• _Text section_:
** Start **

Arts & Culture
I Forgive the Germans: A Jew’s Primer to Krautrock and Beyond
I’m sure you could surf the internet and find several books, papers, essays, etc. on the theories as to why so many weird sounds (specifically rock n’ roll) came out of post-World War 2 Germany. I won’t run down the … Read More
I’m sure you could surf the internet and find several books, papers, essays, etc. on the theories as to why so many weird sounds (specifically rock n’ roll) came out of post-World War 2 Germany. I won’t run down the list of things I’ve heard, from blaming the psychology of young Germans who grew up during the war to the rambling theory an academic hack once imparted to me, saying the German way to cope with the after effects of war is through subversive artistic output.
In reality, it’s so much more complicated than that, though I don’t think you came here for a thesis.
The first time I felt comfortable embracing German culture was when I heard what has become known as "Krautrock". When I started listening to groups like Can, Guru Guru, and Tangerine Dream, I felt a connection to a country my family had taught me was wrought with the legacy of brutality. I was surprised and dismayed at my own delight upon hearing that music, but this was not a feeling I could rationalize away.

** End **

Dataset records:

** Start **

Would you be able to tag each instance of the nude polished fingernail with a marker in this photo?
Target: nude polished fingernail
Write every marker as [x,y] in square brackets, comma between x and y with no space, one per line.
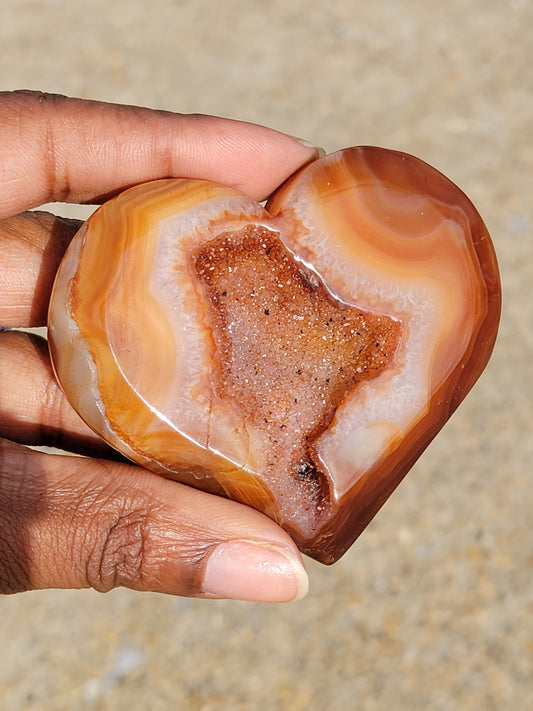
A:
[243,570]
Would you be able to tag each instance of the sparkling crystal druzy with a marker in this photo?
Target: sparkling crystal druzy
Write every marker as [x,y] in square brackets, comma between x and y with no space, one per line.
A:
[297,358]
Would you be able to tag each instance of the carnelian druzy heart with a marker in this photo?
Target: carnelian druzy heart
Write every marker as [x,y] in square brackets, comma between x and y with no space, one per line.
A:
[297,358]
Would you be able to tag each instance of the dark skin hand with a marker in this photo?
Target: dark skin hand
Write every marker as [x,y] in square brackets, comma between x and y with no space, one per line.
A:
[96,521]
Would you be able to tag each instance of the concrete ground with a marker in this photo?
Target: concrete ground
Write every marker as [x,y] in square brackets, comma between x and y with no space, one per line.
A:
[432,608]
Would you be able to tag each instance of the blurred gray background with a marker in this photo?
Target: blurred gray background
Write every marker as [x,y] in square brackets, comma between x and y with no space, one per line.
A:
[432,607]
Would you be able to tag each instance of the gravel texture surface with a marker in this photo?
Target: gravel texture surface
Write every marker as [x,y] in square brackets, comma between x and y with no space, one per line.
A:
[432,608]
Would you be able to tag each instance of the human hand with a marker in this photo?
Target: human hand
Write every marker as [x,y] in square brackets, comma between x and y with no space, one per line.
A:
[93,521]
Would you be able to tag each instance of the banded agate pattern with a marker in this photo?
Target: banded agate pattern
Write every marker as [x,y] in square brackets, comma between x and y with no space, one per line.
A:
[297,357]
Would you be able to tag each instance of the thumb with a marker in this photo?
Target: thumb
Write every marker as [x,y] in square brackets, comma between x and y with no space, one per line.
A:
[72,522]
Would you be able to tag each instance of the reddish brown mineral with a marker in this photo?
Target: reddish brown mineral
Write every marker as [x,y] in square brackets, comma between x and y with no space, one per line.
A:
[297,358]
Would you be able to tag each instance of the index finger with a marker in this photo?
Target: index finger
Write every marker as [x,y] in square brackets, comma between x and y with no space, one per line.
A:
[58,149]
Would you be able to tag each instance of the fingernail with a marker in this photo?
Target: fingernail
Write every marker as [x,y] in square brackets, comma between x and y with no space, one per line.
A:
[320,152]
[243,570]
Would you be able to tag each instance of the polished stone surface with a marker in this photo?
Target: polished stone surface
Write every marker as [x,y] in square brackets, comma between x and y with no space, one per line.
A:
[297,358]
[432,607]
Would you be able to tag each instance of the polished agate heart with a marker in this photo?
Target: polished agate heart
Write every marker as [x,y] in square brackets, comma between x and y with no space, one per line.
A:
[298,357]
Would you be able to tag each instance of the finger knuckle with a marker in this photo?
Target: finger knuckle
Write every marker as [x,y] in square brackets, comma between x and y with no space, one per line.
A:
[120,557]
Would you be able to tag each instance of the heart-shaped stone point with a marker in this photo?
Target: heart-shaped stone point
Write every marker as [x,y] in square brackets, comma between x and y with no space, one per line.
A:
[297,358]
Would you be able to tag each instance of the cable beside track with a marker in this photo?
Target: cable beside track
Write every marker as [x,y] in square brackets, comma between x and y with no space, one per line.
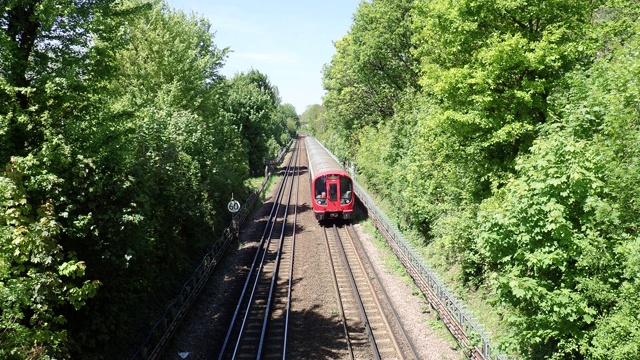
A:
[259,324]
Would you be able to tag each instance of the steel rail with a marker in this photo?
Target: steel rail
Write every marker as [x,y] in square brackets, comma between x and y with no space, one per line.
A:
[343,318]
[293,246]
[375,297]
[260,266]
[356,294]
[275,274]
[253,268]
[403,331]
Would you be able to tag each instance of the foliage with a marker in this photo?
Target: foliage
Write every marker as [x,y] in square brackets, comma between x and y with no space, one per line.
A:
[511,145]
[121,149]
[251,108]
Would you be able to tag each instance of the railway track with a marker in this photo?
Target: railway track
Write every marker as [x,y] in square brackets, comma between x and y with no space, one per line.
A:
[260,322]
[367,332]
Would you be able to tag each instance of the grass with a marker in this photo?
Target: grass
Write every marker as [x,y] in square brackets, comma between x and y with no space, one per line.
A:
[477,300]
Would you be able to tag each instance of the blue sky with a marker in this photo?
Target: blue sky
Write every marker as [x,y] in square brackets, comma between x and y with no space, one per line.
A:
[288,40]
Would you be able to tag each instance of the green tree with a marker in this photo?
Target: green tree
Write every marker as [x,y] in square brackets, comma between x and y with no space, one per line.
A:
[251,106]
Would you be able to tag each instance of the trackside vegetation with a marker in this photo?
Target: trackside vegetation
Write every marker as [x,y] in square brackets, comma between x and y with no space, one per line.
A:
[507,134]
[120,145]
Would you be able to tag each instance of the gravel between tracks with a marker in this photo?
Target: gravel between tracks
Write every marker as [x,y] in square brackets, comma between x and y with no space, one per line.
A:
[314,319]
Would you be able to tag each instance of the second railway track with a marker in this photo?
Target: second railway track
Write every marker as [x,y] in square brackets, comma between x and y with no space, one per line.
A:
[367,332]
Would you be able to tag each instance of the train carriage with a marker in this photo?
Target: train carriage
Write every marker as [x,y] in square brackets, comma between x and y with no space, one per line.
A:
[331,186]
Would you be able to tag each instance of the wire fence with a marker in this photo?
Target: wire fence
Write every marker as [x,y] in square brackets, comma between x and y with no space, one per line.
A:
[471,335]
[164,329]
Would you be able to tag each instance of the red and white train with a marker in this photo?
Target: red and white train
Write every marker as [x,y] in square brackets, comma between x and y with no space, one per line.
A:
[331,186]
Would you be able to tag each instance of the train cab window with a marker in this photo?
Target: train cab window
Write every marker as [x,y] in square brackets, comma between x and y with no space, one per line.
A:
[321,187]
[345,188]
[333,192]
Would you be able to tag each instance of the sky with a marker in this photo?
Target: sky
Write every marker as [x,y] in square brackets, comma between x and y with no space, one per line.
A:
[287,40]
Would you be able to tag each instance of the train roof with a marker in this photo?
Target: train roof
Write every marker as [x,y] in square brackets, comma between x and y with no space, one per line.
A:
[321,162]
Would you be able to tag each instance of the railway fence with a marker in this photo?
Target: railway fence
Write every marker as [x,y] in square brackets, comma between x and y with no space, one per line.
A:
[470,335]
[164,329]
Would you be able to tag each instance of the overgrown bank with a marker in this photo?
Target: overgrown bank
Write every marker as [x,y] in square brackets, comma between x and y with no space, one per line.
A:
[505,134]
[120,144]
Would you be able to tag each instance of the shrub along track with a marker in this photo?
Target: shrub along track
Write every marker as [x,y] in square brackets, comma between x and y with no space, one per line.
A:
[315,327]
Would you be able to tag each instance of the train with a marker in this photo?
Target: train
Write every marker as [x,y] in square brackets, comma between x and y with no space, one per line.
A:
[332,194]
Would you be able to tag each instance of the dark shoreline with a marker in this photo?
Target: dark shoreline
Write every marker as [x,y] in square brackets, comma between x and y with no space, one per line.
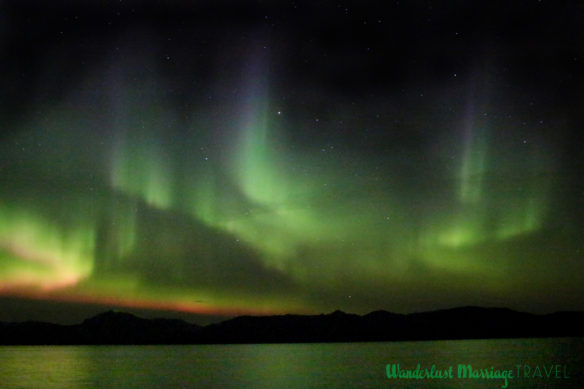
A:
[118,328]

** End **

• _Requirement 1_: Copy the passage of the Krautrock piece between "In reality, it’s" and "could rationalize away.", inclusive.
• _Requirement 2_:
Answer these questions using the Krautrock piece:
(a) Which three groups does the writer name as the first ones listened to?
(b) According to the academic the writer mentions, how do Germans cope with the after effects of war?
(c) What had the writer's family taught about Germany?

• _Full answer 1_:
In reality, it’s so much more complicated than that, though I don’t think you came here for a thesis.
The first time I felt comfortable embracing German culture was when I heard what has become known as "Krautrock". When I started listening to groups like Can, Guru Guru, and Tangerine Dream, I felt a connection to a country my family had taught me was wrought with the legacy of brutality. I was surprised and dismayed at my own delight upon hearing that music, but this was not a feeling I could rationalize away.

• _Full answer 2_:
(a) Can, Guru Guru, and Tangerine Dream.
(b) Through subversive artistic output.
(c) That it was wrought with the legacy of brutality.